Reproduce the records below exactly; the images should not appear.

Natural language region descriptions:
================================
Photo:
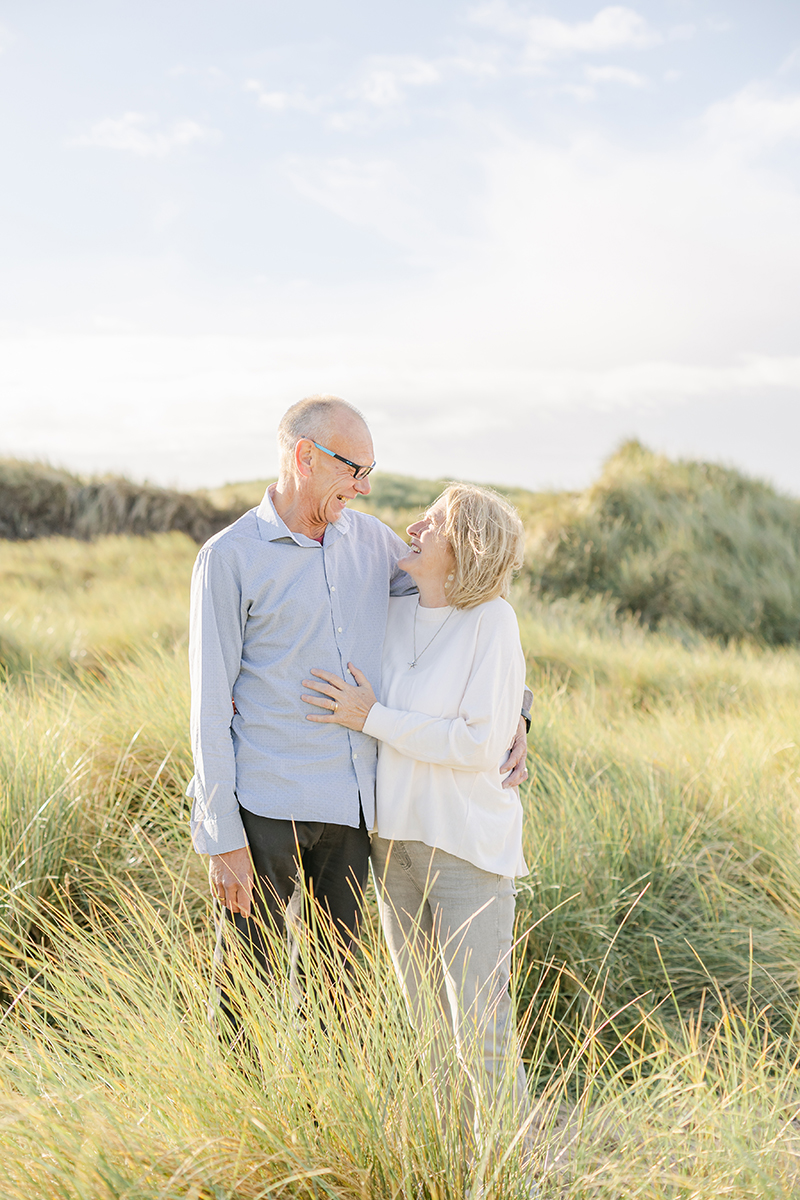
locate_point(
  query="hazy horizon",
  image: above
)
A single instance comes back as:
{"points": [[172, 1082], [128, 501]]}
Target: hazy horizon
{"points": [[513, 234]]}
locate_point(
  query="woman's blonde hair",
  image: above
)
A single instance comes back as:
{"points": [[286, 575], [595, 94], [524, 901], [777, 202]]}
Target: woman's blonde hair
{"points": [[487, 539]]}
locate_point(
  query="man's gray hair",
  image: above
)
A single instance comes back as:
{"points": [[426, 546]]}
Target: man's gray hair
{"points": [[316, 418]]}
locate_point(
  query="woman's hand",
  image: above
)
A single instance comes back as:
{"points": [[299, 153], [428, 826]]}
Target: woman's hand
{"points": [[346, 705]]}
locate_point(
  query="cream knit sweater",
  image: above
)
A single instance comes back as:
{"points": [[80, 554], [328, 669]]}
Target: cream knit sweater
{"points": [[444, 727]]}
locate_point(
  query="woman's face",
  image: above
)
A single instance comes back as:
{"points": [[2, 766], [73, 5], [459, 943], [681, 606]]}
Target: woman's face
{"points": [[429, 557]]}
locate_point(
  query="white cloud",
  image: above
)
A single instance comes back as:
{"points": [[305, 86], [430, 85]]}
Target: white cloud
{"points": [[757, 118], [373, 195], [142, 135], [547, 37], [615, 75], [385, 78], [282, 101]]}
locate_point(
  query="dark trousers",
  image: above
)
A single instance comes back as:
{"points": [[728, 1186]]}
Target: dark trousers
{"points": [[295, 862]]}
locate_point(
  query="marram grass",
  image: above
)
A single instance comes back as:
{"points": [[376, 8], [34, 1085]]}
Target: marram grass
{"points": [[114, 1084], [659, 933]]}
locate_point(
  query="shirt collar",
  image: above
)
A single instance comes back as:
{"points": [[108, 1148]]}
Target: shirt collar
{"points": [[274, 528]]}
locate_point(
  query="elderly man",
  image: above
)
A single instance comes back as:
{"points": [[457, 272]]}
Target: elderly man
{"points": [[299, 582]]}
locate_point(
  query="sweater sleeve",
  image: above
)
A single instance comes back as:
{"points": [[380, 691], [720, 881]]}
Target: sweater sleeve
{"points": [[216, 637], [476, 737]]}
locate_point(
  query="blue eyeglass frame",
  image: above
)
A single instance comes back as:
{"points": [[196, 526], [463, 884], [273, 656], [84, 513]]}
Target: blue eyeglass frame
{"points": [[358, 472]]}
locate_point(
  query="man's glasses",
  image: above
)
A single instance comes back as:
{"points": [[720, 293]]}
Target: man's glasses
{"points": [[358, 472]]}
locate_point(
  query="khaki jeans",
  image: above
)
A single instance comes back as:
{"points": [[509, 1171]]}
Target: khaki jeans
{"points": [[449, 927]]}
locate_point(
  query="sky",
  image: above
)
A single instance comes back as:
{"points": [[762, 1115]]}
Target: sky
{"points": [[513, 234]]}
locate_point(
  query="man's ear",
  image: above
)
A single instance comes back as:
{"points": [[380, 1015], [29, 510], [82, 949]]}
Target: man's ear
{"points": [[302, 457]]}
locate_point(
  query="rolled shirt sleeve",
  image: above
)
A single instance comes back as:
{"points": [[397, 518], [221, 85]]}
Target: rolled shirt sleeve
{"points": [[216, 635]]}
================================
Solution to the exercise
Photo:
locate_point(
  query="hazy horizon",
  image: above
)
A single instance comes back as:
{"points": [[172, 1082], [128, 501]]}
Target: hazy horizon
{"points": [[513, 234]]}
locate_point(
  query="woman's blonde hair",
  image: above
)
A single instance comes back as:
{"points": [[286, 575], [595, 94], [524, 901], [777, 202]]}
Target: woman's blonde hair
{"points": [[487, 539]]}
locate_point(
  query="man's gray hair",
  image: above
)
A single instance comes back as:
{"points": [[426, 546]]}
Target: man's gray hair
{"points": [[316, 418]]}
locate_point(
  query="woman's hand",
  image: above
)
A single instance comes back as:
{"points": [[299, 153], [428, 826]]}
Target: woman's hand
{"points": [[346, 705]]}
locate_point(
  query="cream knit sweater",
  image: above
)
A single instance comes back as:
{"points": [[80, 554], [328, 669]]}
Target: cream knit sweater
{"points": [[444, 727]]}
locate_point(
  query="woman's face",
  image: above
)
A single instance comes back as:
{"points": [[2, 766], [73, 5], [459, 943], [681, 606]]}
Target: woman's face
{"points": [[429, 557]]}
locate_point(
  query="white cloud",
  image: above
)
A single instance comes back as:
{"points": [[305, 86], [430, 85]]}
Target: white cloud
{"points": [[757, 118], [373, 195], [142, 135], [547, 37], [615, 75], [385, 78], [282, 101]]}
locate_point(
  query="dark trousers",
  image: above
)
A single instance comes back as:
{"points": [[728, 1186]]}
Target: dark trousers
{"points": [[295, 862]]}
locate_point(
  query="marram grass",
  image: above
)
A single instance comes back as:
{"points": [[376, 8], [34, 1085]]}
Target: marram grass
{"points": [[114, 1084], [659, 933]]}
locate_point(
  query="shirt collar",
  image: above
)
A single instance comes back as:
{"points": [[108, 1148]]}
Target: shirt collar
{"points": [[274, 528]]}
locate_point(
  query="elderly man",
  image: above
)
A single instance comes back as:
{"points": [[457, 272]]}
Target: elderly man
{"points": [[299, 582]]}
locate_point(
  query="sweater sleeve",
  image: above
)
A single instance comes back as:
{"points": [[380, 691], [720, 881]]}
Target: sweater sleeve
{"points": [[216, 637], [476, 737]]}
locate_point(
  query="blue eyeglass frame",
  image: above
)
A single instance comes back as:
{"points": [[196, 526], [463, 884], [273, 656], [84, 513]]}
Target: blue eyeglass frame
{"points": [[358, 472]]}
locate_point(
  query="man's glasses",
  image: above
)
A single instance comes back as:
{"points": [[720, 293]]}
Target: man's glasses
{"points": [[358, 472]]}
locate_point(
  query="khaki jeans",
  image: above
)
A single instance comes back as:
{"points": [[509, 1171]]}
Target: khaki jeans
{"points": [[449, 927]]}
locate_point(
  query="sky",
  image: above
)
A single instance comes back as:
{"points": [[762, 1115]]}
Target: sky
{"points": [[513, 234]]}
locate_point(
  query="man's ear",
  image: above
)
A single instance comes back as:
{"points": [[380, 1015], [29, 510], [82, 949]]}
Target: man's ear
{"points": [[302, 457]]}
locate_point(
  query="rolled shirt sleeve",
  image: above
)
A single instance comes back as:
{"points": [[397, 518], [221, 85]]}
Target: rolled shirt sleeve
{"points": [[216, 635]]}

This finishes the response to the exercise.